Provided data Block Start

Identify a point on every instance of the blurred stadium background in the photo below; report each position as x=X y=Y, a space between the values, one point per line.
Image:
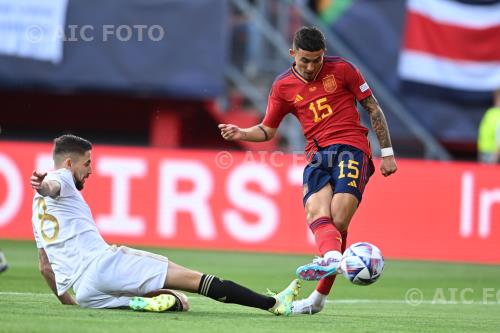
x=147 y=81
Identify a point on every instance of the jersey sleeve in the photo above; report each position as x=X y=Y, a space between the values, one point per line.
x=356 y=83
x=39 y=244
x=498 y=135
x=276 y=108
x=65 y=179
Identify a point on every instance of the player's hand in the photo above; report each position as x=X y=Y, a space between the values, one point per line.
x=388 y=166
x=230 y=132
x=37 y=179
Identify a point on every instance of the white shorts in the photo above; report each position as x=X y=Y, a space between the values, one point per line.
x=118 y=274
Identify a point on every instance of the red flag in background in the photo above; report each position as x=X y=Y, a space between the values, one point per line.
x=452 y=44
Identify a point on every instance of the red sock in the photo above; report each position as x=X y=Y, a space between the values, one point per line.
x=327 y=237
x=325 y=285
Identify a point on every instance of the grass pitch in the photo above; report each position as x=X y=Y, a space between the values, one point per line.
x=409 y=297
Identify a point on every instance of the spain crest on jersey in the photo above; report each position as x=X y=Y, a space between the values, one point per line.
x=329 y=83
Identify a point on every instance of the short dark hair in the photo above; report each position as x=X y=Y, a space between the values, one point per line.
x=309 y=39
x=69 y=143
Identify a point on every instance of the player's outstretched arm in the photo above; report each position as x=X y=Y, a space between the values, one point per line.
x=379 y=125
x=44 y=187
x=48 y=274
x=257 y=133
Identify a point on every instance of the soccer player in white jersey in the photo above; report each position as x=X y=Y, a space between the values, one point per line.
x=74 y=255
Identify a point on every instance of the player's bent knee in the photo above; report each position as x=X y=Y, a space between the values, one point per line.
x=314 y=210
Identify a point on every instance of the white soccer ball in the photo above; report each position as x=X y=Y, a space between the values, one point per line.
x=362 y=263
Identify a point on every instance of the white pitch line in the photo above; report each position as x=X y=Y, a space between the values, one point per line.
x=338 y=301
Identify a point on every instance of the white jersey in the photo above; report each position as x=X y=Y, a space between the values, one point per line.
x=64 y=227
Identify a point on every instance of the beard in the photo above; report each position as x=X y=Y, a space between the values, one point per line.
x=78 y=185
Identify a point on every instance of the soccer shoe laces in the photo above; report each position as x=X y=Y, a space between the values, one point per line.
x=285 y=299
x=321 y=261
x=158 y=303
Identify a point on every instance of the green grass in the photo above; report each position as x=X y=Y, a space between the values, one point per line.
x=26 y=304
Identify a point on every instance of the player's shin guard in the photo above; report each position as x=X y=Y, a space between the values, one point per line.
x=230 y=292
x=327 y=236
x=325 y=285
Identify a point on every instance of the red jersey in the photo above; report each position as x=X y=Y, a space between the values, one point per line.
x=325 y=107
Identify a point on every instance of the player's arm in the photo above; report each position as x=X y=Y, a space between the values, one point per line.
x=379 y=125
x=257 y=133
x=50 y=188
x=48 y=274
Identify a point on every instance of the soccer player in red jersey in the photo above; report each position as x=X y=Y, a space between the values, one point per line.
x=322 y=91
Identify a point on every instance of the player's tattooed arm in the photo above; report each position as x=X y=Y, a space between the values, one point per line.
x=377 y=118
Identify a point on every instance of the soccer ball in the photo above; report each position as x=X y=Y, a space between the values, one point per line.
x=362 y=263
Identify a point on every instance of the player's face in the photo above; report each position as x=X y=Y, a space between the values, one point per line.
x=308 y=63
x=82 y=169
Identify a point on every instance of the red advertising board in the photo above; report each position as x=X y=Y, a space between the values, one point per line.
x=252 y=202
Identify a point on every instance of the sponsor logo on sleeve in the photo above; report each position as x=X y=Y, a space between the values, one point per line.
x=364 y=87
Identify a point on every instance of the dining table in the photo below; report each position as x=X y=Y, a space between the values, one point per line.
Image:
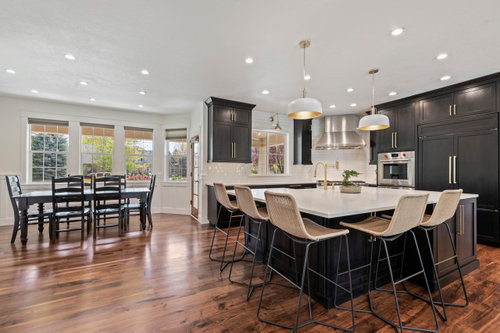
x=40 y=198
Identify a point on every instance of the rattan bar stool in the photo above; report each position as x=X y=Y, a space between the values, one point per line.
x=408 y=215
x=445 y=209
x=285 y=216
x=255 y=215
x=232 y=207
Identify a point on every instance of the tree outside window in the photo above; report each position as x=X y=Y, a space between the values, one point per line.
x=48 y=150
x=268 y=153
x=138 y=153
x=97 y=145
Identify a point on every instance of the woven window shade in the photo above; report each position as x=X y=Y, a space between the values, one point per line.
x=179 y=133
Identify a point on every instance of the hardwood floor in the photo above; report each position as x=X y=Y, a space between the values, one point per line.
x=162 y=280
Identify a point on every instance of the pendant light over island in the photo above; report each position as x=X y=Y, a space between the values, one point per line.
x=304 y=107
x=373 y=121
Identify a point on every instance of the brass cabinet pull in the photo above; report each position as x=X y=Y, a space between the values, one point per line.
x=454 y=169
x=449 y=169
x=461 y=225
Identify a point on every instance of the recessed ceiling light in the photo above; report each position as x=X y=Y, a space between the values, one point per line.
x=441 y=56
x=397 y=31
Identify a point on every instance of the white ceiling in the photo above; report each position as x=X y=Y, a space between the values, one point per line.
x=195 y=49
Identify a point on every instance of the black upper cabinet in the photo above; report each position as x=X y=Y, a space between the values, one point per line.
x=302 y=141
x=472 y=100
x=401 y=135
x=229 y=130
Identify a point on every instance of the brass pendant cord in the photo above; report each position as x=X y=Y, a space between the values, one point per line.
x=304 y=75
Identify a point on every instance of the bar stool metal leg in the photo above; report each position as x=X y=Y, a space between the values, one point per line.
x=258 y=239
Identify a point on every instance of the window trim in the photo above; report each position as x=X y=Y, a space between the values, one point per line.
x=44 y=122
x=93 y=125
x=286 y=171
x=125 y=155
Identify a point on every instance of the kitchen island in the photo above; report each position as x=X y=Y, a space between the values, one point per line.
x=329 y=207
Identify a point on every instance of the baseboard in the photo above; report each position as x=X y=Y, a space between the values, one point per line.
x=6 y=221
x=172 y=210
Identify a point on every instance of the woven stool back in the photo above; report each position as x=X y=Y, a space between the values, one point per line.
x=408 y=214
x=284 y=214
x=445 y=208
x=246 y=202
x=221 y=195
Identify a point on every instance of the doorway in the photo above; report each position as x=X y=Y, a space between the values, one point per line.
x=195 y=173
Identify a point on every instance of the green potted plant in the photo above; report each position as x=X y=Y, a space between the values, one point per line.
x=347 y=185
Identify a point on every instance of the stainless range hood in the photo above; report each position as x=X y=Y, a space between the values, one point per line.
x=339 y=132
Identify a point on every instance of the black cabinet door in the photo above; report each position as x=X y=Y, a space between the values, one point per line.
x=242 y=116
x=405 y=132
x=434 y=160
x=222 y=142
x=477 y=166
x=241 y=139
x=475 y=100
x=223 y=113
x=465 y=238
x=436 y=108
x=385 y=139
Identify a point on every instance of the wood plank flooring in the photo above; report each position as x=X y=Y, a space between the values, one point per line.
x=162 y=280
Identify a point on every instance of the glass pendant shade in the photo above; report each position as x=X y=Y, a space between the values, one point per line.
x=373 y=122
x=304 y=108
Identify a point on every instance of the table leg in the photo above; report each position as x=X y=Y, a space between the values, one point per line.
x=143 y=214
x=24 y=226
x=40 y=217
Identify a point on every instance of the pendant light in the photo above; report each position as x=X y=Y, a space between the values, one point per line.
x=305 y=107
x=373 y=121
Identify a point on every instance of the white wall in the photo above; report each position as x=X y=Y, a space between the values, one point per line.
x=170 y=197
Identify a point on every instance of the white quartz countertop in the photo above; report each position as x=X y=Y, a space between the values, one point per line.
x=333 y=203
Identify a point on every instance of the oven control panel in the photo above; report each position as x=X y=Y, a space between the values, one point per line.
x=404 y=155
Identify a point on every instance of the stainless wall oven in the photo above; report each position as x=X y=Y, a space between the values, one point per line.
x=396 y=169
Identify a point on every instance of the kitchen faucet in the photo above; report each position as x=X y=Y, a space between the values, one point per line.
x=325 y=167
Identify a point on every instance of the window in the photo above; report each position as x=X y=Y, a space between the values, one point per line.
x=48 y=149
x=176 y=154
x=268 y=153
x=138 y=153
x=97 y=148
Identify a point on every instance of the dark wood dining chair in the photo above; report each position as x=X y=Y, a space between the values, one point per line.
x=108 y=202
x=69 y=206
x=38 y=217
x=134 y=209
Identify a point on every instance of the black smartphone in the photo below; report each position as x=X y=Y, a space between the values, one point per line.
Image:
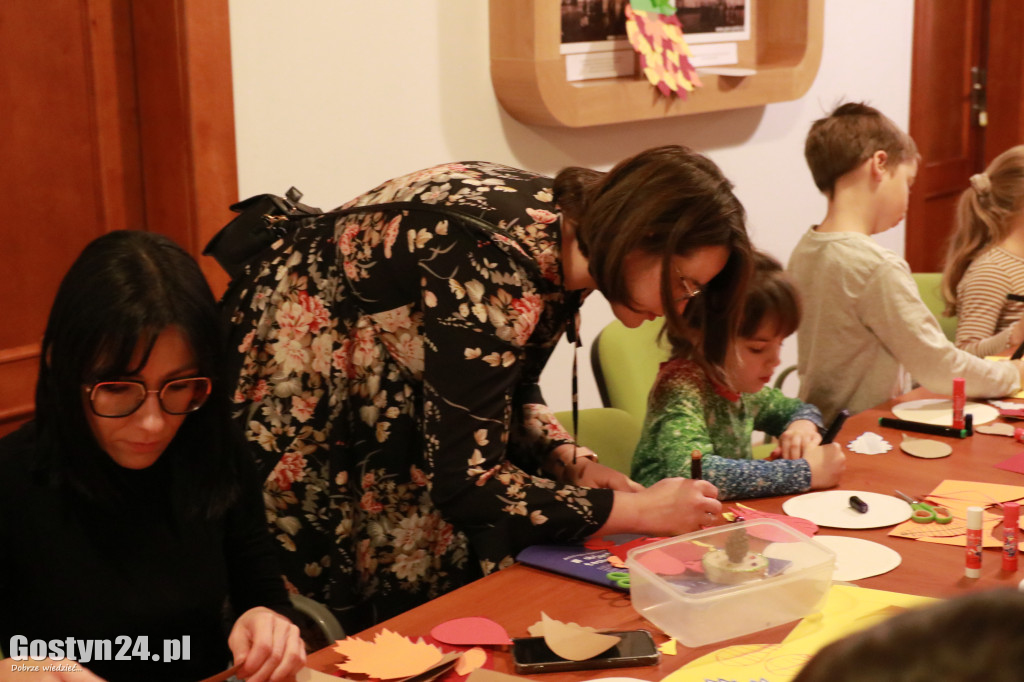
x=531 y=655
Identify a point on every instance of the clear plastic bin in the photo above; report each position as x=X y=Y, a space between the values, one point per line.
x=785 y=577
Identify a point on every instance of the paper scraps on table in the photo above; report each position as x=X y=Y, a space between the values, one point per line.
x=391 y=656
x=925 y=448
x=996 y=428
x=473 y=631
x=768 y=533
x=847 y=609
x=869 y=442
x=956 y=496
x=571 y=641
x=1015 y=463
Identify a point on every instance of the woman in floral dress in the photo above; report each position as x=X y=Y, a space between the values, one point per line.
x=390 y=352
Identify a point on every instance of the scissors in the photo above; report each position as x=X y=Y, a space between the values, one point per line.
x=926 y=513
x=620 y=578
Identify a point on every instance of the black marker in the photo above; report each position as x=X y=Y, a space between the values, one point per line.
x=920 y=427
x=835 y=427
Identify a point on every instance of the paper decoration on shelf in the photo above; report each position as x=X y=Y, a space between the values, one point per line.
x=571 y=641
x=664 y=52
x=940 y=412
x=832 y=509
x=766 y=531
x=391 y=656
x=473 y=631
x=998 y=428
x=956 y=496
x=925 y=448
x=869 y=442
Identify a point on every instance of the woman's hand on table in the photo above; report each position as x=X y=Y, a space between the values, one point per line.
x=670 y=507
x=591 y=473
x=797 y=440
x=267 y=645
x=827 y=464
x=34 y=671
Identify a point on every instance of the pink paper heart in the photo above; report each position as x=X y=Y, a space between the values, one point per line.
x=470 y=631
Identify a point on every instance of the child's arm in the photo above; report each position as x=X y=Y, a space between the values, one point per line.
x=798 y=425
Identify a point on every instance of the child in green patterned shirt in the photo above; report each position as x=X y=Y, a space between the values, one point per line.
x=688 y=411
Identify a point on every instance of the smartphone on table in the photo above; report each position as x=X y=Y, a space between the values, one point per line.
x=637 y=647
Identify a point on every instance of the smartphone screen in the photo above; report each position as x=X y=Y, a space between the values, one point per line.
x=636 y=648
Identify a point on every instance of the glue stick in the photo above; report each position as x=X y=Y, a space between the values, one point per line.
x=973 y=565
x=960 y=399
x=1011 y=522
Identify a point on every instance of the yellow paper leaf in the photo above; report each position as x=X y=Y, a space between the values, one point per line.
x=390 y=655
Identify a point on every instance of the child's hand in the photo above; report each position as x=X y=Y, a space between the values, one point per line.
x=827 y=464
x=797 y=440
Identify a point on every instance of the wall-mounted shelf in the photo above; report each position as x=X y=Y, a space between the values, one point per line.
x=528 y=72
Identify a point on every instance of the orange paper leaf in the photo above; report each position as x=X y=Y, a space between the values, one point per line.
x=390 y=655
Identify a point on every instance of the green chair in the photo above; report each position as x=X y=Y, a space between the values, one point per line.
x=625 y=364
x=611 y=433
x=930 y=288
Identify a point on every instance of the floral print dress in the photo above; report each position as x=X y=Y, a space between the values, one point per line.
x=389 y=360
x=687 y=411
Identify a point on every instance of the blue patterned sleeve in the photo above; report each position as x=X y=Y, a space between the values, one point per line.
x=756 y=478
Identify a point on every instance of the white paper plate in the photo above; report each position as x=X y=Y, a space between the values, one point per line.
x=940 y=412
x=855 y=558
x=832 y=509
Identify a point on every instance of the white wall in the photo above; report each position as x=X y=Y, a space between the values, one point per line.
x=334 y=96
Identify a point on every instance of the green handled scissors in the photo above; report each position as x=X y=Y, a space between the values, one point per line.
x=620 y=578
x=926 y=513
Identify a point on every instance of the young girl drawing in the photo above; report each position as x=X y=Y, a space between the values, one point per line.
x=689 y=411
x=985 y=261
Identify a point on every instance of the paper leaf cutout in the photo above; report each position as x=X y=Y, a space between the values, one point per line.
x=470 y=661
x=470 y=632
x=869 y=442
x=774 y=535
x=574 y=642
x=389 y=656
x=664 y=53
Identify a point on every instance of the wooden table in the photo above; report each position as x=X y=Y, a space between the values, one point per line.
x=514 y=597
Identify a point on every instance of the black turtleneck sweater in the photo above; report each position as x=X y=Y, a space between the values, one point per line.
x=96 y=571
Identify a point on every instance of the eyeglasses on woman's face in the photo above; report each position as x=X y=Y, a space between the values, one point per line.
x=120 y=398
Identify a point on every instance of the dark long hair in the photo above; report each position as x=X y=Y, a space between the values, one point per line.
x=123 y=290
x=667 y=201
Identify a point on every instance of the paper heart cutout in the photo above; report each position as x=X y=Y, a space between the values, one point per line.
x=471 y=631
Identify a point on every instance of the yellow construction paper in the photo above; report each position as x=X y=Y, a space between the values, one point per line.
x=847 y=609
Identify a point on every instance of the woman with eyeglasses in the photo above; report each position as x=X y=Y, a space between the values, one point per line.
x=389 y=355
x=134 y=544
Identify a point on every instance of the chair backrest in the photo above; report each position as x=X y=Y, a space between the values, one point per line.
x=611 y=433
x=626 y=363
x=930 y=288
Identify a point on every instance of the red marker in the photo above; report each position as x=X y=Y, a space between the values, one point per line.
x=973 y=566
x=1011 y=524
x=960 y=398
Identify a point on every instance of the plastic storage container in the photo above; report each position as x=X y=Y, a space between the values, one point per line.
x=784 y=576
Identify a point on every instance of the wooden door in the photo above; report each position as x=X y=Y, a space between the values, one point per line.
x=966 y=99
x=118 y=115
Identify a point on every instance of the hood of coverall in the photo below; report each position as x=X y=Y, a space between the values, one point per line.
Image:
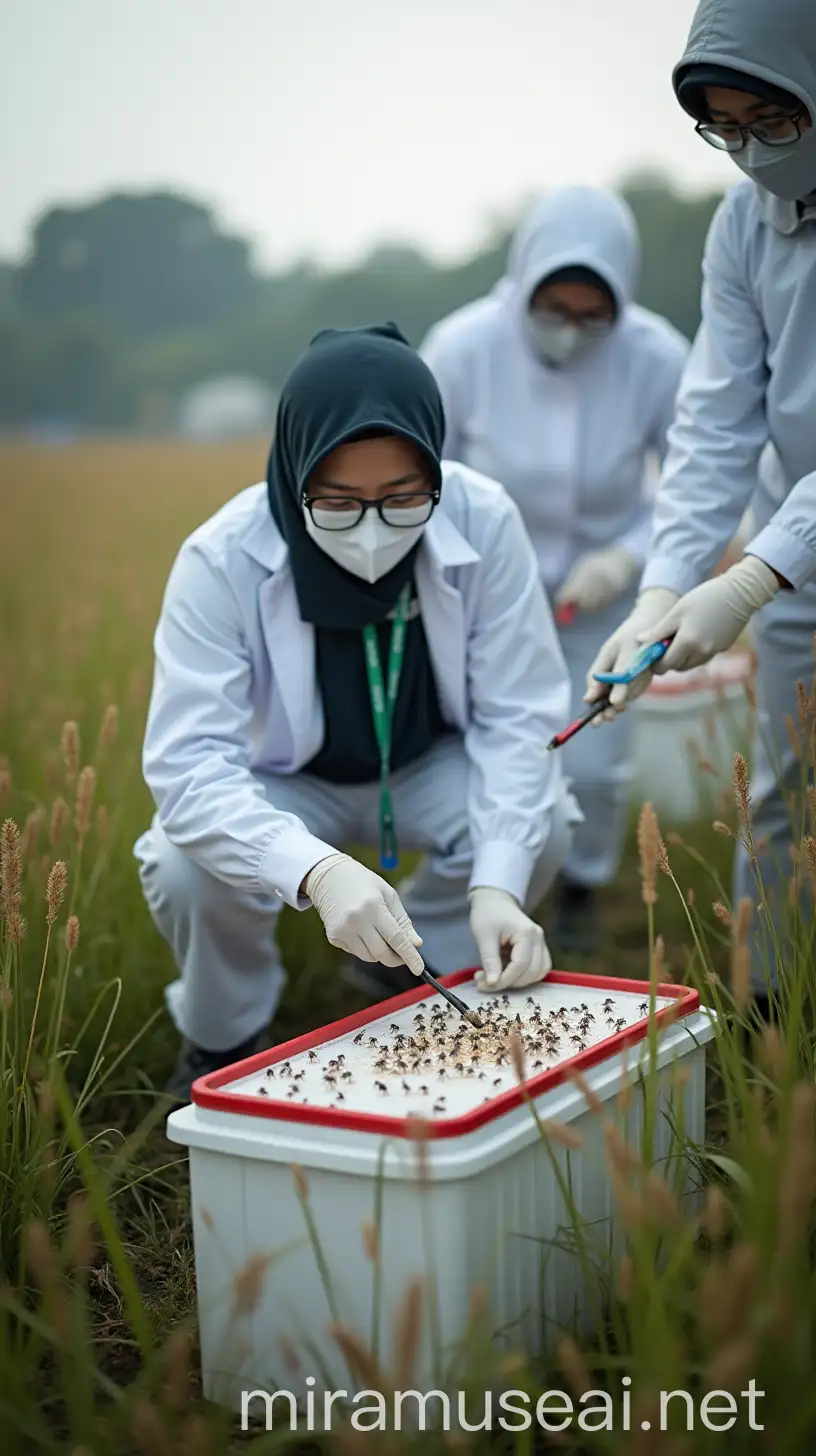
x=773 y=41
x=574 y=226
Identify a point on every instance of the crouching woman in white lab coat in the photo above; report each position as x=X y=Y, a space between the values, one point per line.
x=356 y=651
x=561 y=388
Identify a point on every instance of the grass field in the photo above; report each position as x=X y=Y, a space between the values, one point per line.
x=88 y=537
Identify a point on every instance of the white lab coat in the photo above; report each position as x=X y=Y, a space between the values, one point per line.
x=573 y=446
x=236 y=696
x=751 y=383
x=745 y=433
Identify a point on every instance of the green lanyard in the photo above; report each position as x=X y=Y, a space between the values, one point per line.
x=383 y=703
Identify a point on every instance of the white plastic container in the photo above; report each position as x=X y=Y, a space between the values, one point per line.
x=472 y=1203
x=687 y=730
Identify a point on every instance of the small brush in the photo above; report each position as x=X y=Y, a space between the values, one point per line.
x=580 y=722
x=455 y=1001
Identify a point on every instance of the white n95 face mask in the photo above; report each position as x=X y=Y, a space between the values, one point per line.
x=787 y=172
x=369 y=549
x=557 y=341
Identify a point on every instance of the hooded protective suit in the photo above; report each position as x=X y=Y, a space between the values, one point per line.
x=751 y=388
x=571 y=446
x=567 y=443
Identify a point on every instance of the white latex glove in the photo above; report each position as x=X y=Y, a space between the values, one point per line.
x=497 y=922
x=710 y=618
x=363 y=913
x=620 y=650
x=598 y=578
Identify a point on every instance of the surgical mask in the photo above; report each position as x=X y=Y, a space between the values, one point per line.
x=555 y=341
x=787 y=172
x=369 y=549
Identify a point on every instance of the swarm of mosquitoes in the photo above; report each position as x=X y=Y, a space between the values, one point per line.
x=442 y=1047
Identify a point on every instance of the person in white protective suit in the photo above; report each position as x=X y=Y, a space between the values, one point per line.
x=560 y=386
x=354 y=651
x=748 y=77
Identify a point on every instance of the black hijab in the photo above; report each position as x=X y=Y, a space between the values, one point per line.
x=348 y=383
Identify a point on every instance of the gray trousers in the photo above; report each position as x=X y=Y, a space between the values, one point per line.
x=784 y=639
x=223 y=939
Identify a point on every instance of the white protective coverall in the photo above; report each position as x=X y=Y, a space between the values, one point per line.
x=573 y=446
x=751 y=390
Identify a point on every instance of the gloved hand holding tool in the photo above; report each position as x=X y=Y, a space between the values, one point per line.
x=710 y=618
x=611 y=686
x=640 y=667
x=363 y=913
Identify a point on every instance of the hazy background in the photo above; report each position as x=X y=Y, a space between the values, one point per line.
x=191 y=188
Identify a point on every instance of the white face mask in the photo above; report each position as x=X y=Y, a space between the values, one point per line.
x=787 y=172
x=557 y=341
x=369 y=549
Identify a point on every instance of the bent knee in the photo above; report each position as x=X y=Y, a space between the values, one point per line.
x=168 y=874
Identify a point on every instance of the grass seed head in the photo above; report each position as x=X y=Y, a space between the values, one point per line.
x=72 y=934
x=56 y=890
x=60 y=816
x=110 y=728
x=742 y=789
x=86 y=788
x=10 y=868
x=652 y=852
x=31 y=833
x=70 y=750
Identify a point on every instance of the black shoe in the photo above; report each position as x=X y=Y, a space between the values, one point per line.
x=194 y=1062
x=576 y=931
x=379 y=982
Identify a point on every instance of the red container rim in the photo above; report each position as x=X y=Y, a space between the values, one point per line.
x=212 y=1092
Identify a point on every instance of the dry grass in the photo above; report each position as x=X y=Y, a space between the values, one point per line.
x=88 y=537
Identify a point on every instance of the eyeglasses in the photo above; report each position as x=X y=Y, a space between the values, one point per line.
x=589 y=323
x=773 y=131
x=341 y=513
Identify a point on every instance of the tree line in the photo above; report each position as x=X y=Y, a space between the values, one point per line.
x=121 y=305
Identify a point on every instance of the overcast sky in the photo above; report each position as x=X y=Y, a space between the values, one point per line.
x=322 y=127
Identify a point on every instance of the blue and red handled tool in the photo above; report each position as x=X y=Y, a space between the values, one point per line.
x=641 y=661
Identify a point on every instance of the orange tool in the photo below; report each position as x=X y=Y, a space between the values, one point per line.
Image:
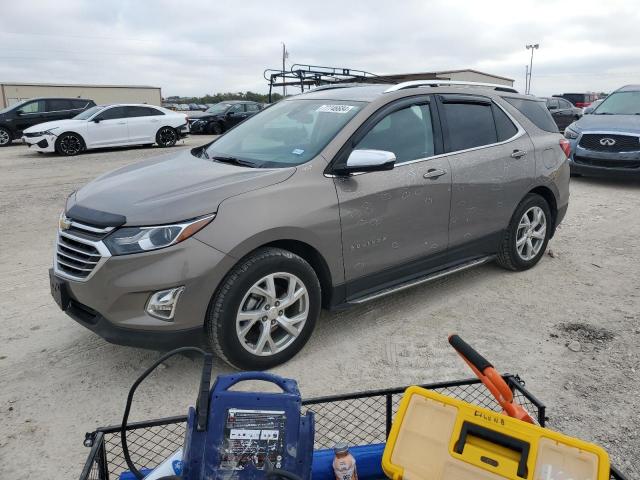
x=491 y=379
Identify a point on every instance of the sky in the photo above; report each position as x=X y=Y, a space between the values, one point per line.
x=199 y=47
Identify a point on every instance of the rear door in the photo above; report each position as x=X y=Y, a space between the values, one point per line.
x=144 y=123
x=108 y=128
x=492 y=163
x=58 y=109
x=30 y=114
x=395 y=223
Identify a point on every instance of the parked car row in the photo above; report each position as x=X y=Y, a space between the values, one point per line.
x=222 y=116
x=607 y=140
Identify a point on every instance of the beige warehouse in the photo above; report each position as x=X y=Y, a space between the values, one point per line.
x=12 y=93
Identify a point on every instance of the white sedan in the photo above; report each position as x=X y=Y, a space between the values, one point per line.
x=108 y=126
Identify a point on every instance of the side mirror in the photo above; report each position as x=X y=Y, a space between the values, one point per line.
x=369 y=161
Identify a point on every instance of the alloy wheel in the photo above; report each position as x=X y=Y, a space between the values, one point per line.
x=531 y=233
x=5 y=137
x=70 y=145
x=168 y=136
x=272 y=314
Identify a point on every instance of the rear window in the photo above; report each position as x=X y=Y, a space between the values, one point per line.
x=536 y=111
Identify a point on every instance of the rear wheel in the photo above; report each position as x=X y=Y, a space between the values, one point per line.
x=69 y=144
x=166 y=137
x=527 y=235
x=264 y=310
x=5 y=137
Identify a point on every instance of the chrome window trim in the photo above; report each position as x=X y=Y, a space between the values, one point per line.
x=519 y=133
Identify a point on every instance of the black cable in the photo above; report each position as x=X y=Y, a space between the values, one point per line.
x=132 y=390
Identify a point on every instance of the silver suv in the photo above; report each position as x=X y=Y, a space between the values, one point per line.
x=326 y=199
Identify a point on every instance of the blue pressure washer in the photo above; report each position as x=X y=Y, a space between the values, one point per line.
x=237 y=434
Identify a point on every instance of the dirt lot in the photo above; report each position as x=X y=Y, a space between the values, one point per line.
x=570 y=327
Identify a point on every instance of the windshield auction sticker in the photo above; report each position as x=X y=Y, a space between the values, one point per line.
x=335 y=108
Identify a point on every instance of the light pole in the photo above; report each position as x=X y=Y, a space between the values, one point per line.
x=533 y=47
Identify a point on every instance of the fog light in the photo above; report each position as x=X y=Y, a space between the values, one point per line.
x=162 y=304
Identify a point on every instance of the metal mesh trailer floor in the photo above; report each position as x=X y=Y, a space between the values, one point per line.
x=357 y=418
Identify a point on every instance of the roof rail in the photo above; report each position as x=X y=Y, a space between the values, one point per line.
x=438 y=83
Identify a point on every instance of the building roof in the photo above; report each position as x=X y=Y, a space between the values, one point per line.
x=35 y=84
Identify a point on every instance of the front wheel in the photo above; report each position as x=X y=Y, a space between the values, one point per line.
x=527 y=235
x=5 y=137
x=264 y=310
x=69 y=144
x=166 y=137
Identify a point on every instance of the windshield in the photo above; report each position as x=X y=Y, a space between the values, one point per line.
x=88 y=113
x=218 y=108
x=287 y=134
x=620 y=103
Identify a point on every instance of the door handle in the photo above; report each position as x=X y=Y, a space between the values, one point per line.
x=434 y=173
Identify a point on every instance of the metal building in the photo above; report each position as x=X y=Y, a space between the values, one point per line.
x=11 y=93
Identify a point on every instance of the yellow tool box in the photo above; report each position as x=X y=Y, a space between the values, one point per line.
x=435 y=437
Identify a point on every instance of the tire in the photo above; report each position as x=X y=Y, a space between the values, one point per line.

Provided data Block End

> **Your assignment**
Copy every line of the data that holds the string "below".

> **Result for this exercise**
Identify a point on every instance of the blurred stadium background in the photo below; report each position as x=X y=Y, a space between the values, one point per line.
Identify a point on every instance of the dining table in the photo below; report each position as x=X y=Y, a space between the values, one point per line.
Identify a point on every instance of the black smartphone in the photo below; report each position as x=X y=Y, a space between the values, one point per line.
Identify a point on every instance of the hood of coverall in the photo below; report each position as x=X y=Y, a space between the values, one point per line.
Identify a point on every instance of the orange tool in the photo below; report each position as x=X y=Y, a space between the values, one point per line.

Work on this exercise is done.